• [Work to do]: Please format every line of the data below as a JSON list of strings, one string per line, with blank lines left out.

==== Material provided

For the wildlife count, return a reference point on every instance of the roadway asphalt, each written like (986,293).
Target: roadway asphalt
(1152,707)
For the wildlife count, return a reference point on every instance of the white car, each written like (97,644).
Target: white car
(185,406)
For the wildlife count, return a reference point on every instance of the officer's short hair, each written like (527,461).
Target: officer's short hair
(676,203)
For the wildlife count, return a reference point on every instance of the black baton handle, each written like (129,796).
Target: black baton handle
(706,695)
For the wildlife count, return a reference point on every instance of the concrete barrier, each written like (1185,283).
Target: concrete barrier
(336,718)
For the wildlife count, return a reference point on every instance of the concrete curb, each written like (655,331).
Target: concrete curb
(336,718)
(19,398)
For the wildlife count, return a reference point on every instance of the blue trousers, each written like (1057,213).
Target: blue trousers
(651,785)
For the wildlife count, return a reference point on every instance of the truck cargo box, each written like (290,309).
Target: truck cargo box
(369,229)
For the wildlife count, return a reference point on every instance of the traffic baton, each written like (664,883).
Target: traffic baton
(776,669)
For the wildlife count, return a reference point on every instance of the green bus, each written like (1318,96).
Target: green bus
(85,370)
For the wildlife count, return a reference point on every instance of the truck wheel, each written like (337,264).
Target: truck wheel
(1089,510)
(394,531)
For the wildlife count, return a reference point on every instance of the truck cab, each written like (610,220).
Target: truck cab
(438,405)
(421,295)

========

• [Solution below]:
[
  "For the wildlife count, return a reference point on every instance of the roadway asphalt, each written like (986,293).",
  "Target: roadway asphalt",
  "(1152,707)",
  "For the wildlife count, return a reference point on every instance of the white car, each written like (97,644).",
  "Target: white car",
  "(185,406)",
  "For the wildlife count, return a reference point on every instance of the officer's short hair, each written like (527,461).",
  "Target: officer's short hair",
  "(676,203)",
  "For the wildlife count, return a reference point on every instance of the black baton handle, each written like (129,796).",
  "Target: black baton handle",
  "(706,695)",
  "For the wildlife count, return a reference point on every instance of the concrete barrier, each written like (1185,283).",
  "Target: concrete barrier",
  "(336,718)",
  "For the wildlife count, return a reference point on every instance of the concrete curb, each written like (655,331).",
  "Target: concrete curb",
  "(336,718)",
  "(19,398)",
  "For the wildlife count, return a reference point on every instance of the blue trousers, each written like (1057,213).",
  "Target: blue trousers",
  "(651,785)",
  "For the wildlife count, return a reference point on every instance of the truck cargo box, each written like (290,309).",
  "Target: truck cargo box",
  "(369,229)",
  "For the wildlife count, return a reference point on every instance of the traffic baton, each written like (664,883).",
  "Target: traffic baton",
  "(776,669)",
  "For the wildlife count, return a reference point on every instance of the green bus, each written like (1318,96).",
  "Target: green bus",
  "(85,370)",
  "For the wildlife count, return a reference point on every instance of the truck wheel, each written like (337,264).",
  "Target: truck wheel",
  "(1089,510)",
  "(394,531)",
  "For the wildlife count, return a reference point on every instance of the truck cab, each written like (610,220).",
  "Target: truck cab",
  "(438,405)",
  "(421,295)"
]